# PARTS OF THE EXERCISE
a - Return everything in the mailing list post below from "Eliot Lear lear" down to "of the equation.", copied word for word.
b - Find each line in the entries below that holds the string "dirt", paying attention to case, and copy those lines.

[discuss] Who is responsible for security

Eliot Lear lear at ofcourseimright.com
Fri Jan 17 14:37:36 UTC 2014


Hi Nick,

On 1/17/14 6:22 AM, Nick Ashton-Hart wrote:
>
> Security in its various guises is THE policy subject with respect to
> the Internet. Therefore, it cannot be divorced from IG and if you try
> policymakers will write you (you in this instance being whatever part
> of the Internet policy community tries to suggest it isn't an IG
> issue) out of the equation.

And this is why we have such things as the Council Of Europe's
Convention on Cybercrime (the Budapest Convention).  Now, cybercrime !=
cybersecurity, but it is an example of something where accession or
congruence has been shown to correlate to reduced cybercrime[2].  To
Brian's point, however, what we see from many governments and some
institutions is a classic form of over-reaching: they pick their
favorite complaint of the day, don't bother to bring their concerns to
those who are responsible for attempting to correct the problem, and
just argue, “there ought to be a law”[3].  This, by the way, is
precisely what happened at WCIT with Spam.[8,9]  There was a convergence
of interests- some of those who *perhaps* legitimately feel the problems
of spam and those who simply wanted to make inroads to Internet
Governance.  The result was, ironically, what Brian was aiming for, a
specific remedy to a specific problem (careful with those bullets,
Brian- you only have two feet).

Thank *goodness* ISOC is now on the scene on this issue, because at
least one problem was a lack of understanding as to both capabilities
and limitations of governments in these circumstances.  For those of you
who don't know her, Karen Mulberry has been crisscrossing the earth,
trying to help governments who are concerned about Spam[11].

But no matter what ISOC does they can never address those who want to
change the power structure on the Internet through technical arguments,
as for some Internet Governance is just that big dangling apple they
have to have, either for job security, increased political clout, or to
legitimize control dissent in their own countries.  If you think what
the NSA was did was bad, there could be, and there has been, lots worse.

>
> There seems to be a strain of thought that issues of technical
> governance / management can be divorced from the broader issues
> driving Internet policy. This is just not true, nor has it been for
> some time.

# SOURCE RECORDS
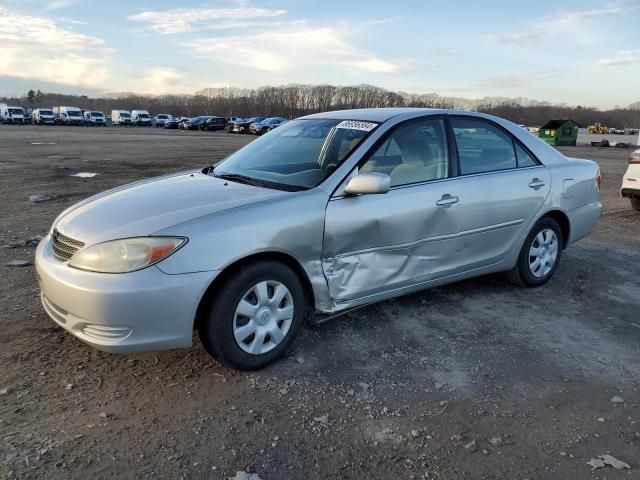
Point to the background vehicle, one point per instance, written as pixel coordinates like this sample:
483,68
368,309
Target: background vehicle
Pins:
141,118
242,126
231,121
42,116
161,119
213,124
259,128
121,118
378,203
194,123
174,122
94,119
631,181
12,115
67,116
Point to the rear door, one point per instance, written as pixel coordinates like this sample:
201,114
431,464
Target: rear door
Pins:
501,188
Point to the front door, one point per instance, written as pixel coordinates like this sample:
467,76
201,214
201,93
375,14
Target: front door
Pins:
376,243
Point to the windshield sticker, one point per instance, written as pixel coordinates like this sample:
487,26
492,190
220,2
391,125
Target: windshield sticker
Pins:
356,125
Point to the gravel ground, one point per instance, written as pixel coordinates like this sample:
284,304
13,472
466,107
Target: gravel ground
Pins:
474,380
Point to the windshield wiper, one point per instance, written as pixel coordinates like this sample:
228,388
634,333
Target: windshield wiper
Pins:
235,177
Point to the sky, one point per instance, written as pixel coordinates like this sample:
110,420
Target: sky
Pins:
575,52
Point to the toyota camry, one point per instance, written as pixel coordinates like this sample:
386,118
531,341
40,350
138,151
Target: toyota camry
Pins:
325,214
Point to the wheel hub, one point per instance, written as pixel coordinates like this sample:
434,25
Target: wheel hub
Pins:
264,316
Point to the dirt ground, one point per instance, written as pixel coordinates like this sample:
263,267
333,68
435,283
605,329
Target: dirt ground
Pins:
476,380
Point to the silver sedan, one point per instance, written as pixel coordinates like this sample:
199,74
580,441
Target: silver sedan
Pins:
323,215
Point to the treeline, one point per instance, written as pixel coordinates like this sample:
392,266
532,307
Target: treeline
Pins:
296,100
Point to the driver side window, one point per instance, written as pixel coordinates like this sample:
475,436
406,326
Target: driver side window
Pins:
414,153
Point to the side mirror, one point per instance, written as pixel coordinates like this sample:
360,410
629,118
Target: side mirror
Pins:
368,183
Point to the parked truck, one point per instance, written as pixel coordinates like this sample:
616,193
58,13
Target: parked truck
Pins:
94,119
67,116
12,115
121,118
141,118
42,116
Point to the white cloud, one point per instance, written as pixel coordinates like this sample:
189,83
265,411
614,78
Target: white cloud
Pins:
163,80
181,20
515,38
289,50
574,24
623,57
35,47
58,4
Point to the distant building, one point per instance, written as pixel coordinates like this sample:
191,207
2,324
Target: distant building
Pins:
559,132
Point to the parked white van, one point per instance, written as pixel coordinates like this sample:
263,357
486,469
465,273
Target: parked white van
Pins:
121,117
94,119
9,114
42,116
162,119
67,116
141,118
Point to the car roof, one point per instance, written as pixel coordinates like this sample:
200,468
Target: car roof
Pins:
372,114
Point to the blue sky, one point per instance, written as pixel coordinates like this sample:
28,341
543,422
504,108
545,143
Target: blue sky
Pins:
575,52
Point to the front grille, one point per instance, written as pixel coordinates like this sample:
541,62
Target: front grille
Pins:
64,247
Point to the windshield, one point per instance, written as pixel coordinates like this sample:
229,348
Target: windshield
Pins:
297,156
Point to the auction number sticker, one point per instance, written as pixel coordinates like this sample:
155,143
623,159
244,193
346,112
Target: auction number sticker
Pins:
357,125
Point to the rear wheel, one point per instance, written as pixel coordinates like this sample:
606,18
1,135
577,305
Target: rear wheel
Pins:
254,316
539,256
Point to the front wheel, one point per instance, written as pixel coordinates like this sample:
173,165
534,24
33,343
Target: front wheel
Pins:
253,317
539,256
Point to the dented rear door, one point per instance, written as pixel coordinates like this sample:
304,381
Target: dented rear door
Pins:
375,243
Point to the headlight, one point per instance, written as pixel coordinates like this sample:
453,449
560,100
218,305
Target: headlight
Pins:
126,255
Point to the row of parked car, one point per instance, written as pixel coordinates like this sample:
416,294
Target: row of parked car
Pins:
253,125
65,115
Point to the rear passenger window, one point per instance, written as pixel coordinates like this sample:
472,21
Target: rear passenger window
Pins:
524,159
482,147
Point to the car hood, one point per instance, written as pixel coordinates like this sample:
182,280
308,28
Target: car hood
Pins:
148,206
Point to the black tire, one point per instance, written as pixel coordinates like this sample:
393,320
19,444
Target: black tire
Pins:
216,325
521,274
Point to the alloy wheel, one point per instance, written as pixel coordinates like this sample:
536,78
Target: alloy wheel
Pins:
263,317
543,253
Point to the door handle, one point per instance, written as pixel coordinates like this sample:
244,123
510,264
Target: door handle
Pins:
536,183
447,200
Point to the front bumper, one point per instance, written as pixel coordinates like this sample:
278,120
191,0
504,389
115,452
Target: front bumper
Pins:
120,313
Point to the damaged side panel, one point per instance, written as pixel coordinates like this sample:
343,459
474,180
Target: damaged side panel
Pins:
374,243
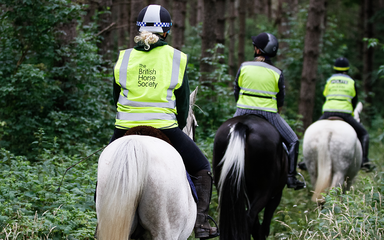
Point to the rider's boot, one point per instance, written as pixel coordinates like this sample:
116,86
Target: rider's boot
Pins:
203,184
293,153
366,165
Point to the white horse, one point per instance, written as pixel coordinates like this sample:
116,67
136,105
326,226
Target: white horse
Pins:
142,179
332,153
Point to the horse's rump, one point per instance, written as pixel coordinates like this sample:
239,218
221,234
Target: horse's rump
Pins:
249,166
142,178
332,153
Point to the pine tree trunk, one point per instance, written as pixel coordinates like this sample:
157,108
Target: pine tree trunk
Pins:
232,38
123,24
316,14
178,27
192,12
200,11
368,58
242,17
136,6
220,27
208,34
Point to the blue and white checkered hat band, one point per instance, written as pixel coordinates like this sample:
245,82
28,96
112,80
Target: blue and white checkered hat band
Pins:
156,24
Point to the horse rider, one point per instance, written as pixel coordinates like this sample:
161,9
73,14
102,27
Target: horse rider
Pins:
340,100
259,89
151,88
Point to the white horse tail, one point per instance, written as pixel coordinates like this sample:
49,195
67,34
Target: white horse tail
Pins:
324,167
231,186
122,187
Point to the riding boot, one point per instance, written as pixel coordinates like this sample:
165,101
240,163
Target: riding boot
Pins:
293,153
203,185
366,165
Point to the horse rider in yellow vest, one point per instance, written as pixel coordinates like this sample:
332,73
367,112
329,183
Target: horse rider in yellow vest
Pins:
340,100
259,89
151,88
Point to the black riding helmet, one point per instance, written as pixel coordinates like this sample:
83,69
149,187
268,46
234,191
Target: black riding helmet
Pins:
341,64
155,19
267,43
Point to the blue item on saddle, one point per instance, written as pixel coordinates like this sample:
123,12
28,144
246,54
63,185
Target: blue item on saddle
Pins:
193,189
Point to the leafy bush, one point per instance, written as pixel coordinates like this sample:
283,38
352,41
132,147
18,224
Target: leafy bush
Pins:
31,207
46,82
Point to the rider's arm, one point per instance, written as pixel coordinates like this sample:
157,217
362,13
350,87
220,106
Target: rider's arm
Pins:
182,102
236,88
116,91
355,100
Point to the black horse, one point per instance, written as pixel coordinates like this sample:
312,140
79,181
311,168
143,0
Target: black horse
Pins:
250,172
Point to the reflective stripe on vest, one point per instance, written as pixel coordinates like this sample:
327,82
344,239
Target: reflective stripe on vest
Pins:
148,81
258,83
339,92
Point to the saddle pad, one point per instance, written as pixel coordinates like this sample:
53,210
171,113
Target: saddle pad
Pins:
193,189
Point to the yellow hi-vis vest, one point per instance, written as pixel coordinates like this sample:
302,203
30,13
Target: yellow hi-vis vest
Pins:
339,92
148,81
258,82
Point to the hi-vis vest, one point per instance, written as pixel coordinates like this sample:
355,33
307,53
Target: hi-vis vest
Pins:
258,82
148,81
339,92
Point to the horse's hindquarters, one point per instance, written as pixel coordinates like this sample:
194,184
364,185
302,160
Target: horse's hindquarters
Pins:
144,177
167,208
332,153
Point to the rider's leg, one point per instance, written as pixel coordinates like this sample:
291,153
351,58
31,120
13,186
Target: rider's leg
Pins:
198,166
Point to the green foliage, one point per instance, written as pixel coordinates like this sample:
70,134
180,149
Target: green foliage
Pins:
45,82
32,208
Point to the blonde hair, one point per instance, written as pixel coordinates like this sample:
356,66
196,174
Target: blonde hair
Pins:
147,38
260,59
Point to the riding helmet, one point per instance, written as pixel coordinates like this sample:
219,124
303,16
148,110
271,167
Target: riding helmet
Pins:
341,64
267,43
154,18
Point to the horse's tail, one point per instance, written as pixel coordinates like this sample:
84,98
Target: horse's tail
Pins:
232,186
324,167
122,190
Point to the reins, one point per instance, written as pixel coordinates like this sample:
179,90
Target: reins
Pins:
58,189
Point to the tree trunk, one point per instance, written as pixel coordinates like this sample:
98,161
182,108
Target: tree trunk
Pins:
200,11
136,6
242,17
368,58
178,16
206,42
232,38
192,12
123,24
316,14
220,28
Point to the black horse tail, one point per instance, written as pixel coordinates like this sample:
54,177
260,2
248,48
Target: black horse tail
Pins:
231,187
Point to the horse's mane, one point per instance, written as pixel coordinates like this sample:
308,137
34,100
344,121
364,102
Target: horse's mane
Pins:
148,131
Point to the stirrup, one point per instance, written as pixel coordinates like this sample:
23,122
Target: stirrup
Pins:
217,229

* * *

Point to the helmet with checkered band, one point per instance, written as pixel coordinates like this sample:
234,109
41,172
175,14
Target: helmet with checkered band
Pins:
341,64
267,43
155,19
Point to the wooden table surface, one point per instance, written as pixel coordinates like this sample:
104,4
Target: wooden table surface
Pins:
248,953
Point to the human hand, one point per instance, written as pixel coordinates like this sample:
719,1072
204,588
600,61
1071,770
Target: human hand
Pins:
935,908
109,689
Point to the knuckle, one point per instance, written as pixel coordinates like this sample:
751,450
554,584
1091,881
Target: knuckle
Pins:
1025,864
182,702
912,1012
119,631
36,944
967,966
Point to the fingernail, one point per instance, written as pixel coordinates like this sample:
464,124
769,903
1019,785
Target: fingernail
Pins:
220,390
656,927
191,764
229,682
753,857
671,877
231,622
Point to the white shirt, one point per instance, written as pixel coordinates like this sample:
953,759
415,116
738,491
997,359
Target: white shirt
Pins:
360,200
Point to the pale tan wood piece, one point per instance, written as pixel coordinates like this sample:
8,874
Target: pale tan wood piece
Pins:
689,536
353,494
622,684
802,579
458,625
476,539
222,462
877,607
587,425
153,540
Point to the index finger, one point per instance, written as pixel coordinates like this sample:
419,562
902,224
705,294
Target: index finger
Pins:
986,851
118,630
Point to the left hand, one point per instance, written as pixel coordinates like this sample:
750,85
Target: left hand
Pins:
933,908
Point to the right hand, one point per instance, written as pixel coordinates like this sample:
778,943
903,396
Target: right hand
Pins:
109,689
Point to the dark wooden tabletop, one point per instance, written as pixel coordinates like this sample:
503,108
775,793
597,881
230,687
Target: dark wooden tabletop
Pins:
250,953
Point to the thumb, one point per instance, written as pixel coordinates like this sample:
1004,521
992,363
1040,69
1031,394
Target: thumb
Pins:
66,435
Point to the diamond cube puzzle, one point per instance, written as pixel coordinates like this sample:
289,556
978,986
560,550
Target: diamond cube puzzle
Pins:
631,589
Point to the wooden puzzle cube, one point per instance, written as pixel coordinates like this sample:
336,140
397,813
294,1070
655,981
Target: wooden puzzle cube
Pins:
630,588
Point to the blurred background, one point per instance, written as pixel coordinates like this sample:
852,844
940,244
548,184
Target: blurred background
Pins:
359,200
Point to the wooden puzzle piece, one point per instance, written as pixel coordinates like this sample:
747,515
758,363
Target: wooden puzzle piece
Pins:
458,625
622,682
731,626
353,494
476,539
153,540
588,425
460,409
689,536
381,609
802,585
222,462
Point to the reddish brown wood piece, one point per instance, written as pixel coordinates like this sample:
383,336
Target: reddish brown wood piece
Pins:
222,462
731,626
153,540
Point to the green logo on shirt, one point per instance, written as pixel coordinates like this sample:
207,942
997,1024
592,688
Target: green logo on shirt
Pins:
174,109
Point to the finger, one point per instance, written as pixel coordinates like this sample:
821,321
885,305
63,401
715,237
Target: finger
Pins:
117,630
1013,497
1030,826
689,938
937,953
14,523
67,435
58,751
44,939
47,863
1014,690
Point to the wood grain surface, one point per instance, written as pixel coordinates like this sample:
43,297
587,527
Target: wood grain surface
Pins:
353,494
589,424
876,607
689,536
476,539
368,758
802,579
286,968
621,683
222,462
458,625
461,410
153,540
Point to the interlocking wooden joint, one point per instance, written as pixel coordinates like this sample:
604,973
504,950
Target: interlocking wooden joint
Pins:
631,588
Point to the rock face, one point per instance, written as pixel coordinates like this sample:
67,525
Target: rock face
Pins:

# RESPONSE LIST
a -
Eliot Lear lear at ofcourseimright.com
Fri Jan 17 14:37:36 UTC 2014


Hi Nick,

On 1/17/14 6:22 AM, Nick Ashton-Hart wrote:
>
> Security in its various guises is THE policy subject with respect to
> the Internet. Therefore, it cannot be divorced from IG and if you try
> policymakers will write you (you in this instance being whatever part
> of the Internet policy community tries to suggest it isn't an IG
> issue) out of the equation.

b -
Point to the dirt ground, one point per instance, written as pixel coordinates like this sample:
Target: dirt ground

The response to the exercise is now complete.